— START Text extract —

Review: LOVELACE, When A Bio-Pic Is Hard To Swallow

Hot on the heels of the sexual revolution, 1972's pornographic breakout hit Deep Throat brought conservative America to its proverbial knees, raking in millions and turning its lead actress, Linda Lovelace, into a bona-fide star.

In Lovelace, actress Amanda Seyfried does an admirable job of portraying Linda Susan Boreman (her pre-Lovelace name), a clenched and repressed young woman, cowed by a religious mother and ineffective father (played by an unrecognizable Sharon Stone and Terminator 2: Judgment Day's Robert Patrick), who finds herself when she chooses to go-go dance for a roller rink band.

As fate would have it, Chuck Traynor (Peter Sarsgaard in full-on Thomas Jane Boogie Nights mode) is there that night, and quickly insinuates himself to the innocent little lamb that is Linda. Soon Chuck is coming over to the house for dinner and charming her parents, while sneaking in a little cunnilingus in the kitchen between dinner and desert. At first a sensitive lover and understanding confidant, they are soon married. Traynor then turns into an abusive beast, choking Linda and leaving her bruised and traumatized from rough wedding night sex.

Later, after being busted, Traynor coerces Linda into entering into the sex industry so they will have the money to pay his legal fees. Soon he is in the offices of porn-film director Jerry Damiano, selling him on the extreme oral skill of his new bride. Before you can say open up and say "Ahhhh," Linda is before the cameras making what will become cinematic history. What emerges is the media sensation that was Deep Throat, a porno film that is a mix of screwball comedy and slobbery sex between her and co-star Harry Reems.

After the film becomes an unexpected hit, crossing boundaries and almost immediately becoming pop culture history, Linda and Chuck are soon hob-nobbing with girlie-mag mogul Hugh Hefner and Hollywood figures like Sammy Davis Jr., who, according to Lovelace's book Ordeal, not only had an affair with her, but wanted to "learn how to do that too."

It's pretty rote from there, as Lovelace becomes something closer to a Lifetime Network film with nipples and wife beating. Scenes are revisited in the film, supposedly revealing how they really went down, one showing Mr. Hefner informing Linda that "life is about to imitate art" at a private Deep Throat screening, etc etc.


Let's look even closer at the source material now. According to legend, the publisher required Linda to take a polygraph test to ensure the validity of some of her more outlandish claims, things like having guns trained on her off-screen, being forced to have sex with animals, and more. When Lovelace retired and became a housewife and born again hardcore Christian, she did the talk show circuit -- I can still remember seeing her on Donahue, which is re-enacted in the film -- and made a small mint off the sales.

I don't think you can have it both ways, decrying your old career, especially if it was forced upon you, while simultaneously (and graphically) going into what happened to sell units. Like I said, I've read the book and it's as lurid as anything she did on film. It's still pornography in its approach, and I have a hard time, er, swallowing it as untainted truth. Sorry.

— END Text extract —
— START Extracted information —

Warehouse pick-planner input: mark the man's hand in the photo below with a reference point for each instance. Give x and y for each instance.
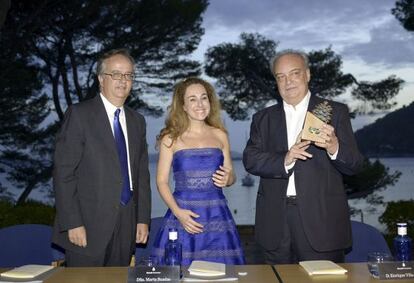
(142, 233)
(297, 151)
(77, 236)
(331, 141)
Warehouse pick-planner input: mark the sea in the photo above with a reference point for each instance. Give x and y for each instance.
(242, 200)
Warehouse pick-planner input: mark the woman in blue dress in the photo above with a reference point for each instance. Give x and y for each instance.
(194, 143)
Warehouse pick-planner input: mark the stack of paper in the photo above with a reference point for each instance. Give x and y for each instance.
(322, 267)
(204, 271)
(207, 268)
(26, 271)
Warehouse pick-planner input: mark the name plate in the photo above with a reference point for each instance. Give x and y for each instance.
(154, 274)
(396, 270)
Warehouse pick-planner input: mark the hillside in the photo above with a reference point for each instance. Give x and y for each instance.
(390, 136)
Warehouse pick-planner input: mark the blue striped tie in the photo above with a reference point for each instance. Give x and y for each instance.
(123, 159)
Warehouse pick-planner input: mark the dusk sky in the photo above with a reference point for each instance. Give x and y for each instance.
(372, 43)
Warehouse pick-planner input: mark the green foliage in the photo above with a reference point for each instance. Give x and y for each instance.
(48, 58)
(400, 211)
(404, 12)
(242, 73)
(379, 94)
(327, 79)
(392, 135)
(373, 176)
(30, 212)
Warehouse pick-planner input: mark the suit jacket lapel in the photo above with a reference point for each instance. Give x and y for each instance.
(132, 137)
(102, 123)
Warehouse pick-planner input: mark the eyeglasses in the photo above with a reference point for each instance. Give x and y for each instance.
(119, 76)
(292, 75)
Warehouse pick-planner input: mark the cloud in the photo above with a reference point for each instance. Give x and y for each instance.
(388, 44)
(347, 26)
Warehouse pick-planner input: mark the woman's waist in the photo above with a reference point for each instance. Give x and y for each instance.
(199, 194)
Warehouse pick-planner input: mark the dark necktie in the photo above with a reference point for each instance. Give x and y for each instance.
(123, 159)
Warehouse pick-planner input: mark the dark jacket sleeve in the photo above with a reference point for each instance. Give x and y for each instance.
(349, 160)
(259, 157)
(68, 153)
(144, 189)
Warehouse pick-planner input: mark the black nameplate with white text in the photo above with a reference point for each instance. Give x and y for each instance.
(396, 270)
(154, 274)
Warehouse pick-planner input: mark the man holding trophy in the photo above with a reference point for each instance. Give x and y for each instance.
(301, 149)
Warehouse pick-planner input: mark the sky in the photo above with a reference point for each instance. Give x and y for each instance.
(372, 43)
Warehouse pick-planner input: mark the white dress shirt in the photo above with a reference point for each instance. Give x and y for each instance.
(110, 111)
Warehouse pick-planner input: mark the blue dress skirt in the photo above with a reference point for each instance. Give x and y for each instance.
(195, 191)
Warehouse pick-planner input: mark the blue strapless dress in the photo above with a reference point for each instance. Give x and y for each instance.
(195, 191)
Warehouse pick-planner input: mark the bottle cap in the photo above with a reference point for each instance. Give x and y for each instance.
(402, 229)
(173, 235)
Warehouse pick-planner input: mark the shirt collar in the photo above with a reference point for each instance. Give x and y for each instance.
(301, 106)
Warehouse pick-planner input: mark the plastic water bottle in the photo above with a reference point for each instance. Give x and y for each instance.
(402, 243)
(173, 251)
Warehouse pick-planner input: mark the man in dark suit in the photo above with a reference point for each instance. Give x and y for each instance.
(301, 207)
(101, 177)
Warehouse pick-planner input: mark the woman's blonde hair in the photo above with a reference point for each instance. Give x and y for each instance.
(177, 121)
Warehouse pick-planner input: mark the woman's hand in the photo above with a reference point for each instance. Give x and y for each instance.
(221, 177)
(189, 224)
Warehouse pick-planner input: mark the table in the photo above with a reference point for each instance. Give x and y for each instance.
(285, 273)
(255, 274)
(357, 273)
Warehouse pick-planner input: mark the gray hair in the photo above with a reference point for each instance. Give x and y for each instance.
(122, 51)
(291, 52)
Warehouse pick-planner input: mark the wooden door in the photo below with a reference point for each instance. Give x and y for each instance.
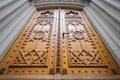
(59, 41)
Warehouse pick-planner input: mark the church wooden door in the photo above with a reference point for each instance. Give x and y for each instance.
(59, 41)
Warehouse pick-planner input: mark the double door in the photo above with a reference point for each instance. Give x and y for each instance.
(59, 41)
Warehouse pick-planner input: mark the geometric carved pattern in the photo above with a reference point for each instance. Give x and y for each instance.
(32, 52)
(41, 50)
(78, 33)
(30, 58)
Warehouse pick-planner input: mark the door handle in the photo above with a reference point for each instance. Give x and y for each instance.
(64, 34)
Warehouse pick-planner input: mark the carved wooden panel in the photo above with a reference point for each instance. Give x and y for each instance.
(59, 41)
(82, 51)
(32, 52)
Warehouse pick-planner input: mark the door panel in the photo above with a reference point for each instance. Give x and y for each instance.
(59, 41)
(83, 52)
(33, 52)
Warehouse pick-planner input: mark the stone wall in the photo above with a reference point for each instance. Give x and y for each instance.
(105, 17)
(14, 15)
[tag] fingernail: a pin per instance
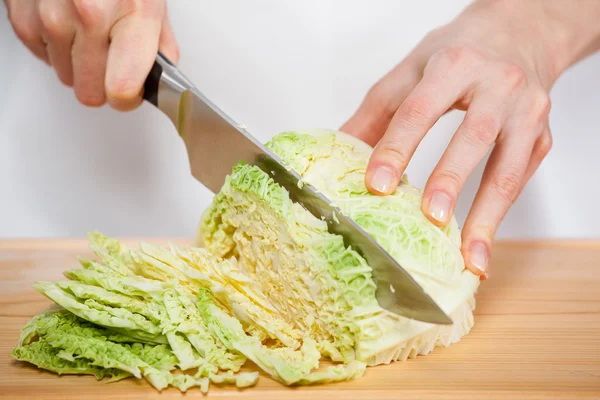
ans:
(479, 256)
(383, 179)
(439, 206)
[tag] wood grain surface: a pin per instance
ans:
(536, 334)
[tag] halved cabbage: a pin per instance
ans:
(315, 284)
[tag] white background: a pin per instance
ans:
(273, 65)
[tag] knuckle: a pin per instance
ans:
(514, 76)
(25, 32)
(458, 54)
(52, 18)
(541, 104)
(545, 144)
(90, 12)
(90, 98)
(416, 109)
(393, 151)
(506, 186)
(481, 130)
(450, 177)
(144, 7)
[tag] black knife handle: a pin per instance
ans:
(152, 81)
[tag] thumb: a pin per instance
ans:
(167, 42)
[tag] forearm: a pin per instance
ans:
(563, 31)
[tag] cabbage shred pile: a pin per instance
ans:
(267, 284)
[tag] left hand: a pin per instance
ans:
(494, 66)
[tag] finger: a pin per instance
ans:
(89, 51)
(133, 48)
(472, 141)
(373, 116)
(167, 42)
(500, 184)
(57, 18)
(540, 151)
(444, 83)
(26, 23)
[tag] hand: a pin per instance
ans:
(103, 49)
(494, 61)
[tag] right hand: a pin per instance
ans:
(103, 49)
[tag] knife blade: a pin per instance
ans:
(215, 144)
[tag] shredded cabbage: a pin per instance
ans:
(268, 283)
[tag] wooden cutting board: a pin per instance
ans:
(536, 334)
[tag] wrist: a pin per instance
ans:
(555, 33)
(571, 32)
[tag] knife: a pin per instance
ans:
(215, 144)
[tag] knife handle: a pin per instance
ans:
(164, 86)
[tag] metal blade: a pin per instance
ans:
(215, 144)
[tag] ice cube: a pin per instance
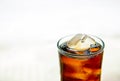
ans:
(95, 47)
(80, 42)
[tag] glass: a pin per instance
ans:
(80, 67)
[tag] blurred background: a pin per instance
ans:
(30, 29)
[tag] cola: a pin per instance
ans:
(78, 64)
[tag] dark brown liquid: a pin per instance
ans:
(73, 69)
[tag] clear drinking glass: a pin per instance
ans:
(80, 65)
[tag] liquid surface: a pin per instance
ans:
(73, 69)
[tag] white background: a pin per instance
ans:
(30, 29)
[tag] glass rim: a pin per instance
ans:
(80, 55)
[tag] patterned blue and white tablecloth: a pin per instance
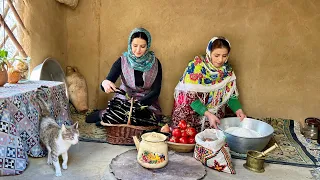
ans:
(19, 122)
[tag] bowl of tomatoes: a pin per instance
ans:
(182, 138)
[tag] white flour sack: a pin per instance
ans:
(213, 151)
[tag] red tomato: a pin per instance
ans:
(182, 124)
(183, 140)
(176, 133)
(191, 140)
(174, 139)
(191, 131)
(184, 133)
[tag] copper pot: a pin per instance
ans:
(315, 121)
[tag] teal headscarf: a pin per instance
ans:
(146, 61)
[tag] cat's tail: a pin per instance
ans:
(42, 104)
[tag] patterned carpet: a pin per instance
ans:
(294, 148)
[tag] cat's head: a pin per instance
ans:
(70, 133)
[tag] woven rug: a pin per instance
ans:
(294, 148)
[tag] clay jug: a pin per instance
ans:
(77, 89)
(152, 150)
(3, 75)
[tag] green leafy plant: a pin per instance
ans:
(3, 58)
(8, 62)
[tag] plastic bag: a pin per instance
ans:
(212, 151)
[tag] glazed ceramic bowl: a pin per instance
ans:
(244, 144)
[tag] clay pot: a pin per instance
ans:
(3, 76)
(13, 77)
(77, 89)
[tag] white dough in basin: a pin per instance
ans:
(242, 132)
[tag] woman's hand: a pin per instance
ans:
(213, 120)
(108, 86)
(240, 114)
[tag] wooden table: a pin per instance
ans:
(19, 122)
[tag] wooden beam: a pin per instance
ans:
(15, 13)
(13, 38)
(7, 36)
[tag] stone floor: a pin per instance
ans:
(91, 161)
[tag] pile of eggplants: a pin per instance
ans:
(118, 113)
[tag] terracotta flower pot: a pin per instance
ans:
(13, 77)
(3, 76)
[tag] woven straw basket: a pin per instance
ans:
(121, 134)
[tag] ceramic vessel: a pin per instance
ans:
(152, 150)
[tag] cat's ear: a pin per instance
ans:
(76, 125)
(63, 127)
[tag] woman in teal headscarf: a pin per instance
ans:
(141, 76)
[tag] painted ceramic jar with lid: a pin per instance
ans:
(152, 150)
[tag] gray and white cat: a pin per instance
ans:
(57, 139)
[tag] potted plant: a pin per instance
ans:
(3, 70)
(15, 67)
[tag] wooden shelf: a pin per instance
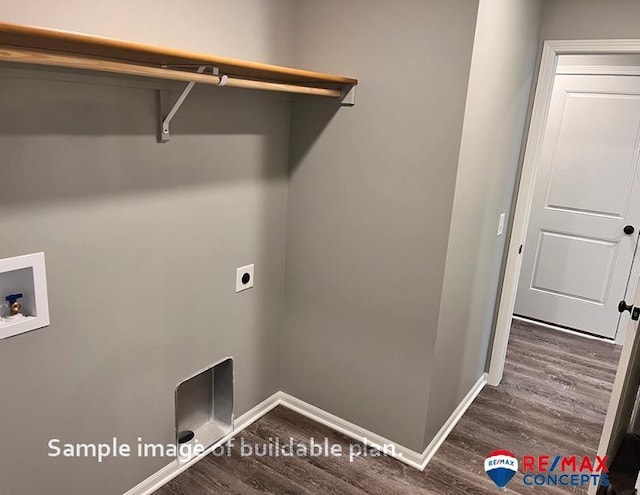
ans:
(51, 47)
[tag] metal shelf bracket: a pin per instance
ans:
(348, 97)
(165, 119)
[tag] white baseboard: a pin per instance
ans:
(412, 458)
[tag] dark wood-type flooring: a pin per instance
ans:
(552, 401)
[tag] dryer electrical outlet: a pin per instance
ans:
(244, 278)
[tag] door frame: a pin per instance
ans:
(552, 49)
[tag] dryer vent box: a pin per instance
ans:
(204, 408)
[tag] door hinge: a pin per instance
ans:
(635, 311)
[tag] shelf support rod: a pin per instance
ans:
(165, 135)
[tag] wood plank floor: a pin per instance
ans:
(552, 401)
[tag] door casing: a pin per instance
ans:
(548, 65)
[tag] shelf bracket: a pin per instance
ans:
(348, 97)
(165, 120)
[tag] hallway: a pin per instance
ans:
(552, 401)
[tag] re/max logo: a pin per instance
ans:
(573, 464)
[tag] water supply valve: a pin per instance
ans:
(14, 306)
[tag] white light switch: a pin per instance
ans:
(501, 224)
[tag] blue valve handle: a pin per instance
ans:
(12, 298)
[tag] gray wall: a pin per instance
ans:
(141, 239)
(591, 19)
(502, 70)
(370, 201)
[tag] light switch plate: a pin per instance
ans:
(503, 216)
(244, 278)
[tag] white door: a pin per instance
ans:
(577, 256)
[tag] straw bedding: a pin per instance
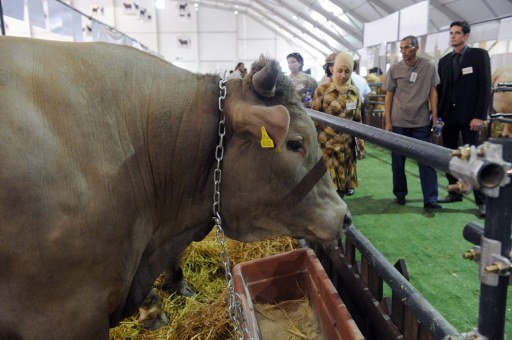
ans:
(203, 316)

— END Extracted information —

> [Task prompt]: Please reproduce, word for word, the stretch of the Lovelace review from "Hot on the heels" through "roller rink band.".

> [Finished answer]:
Hot on the heels of the sexual revolution, 1972's pornographic breakout hit Deep Throat brought conservative America to its proverbial knees, raking in millions and turning its lead actress, Linda Lovelace, into a bona-fide star.

In Lovelace, actress Amanda Seyfried does an admirable job of portraying Linda Susan Boreman (her pre-Lovelace name), a clenched and repressed young woman, cowed by a religious mother and ineffective father (played by an unrecognizable Sharon Stone and Terminator 2: Judgment Day's Robert Patrick), who finds herself when she chooses to go-go dance for a roller rink band.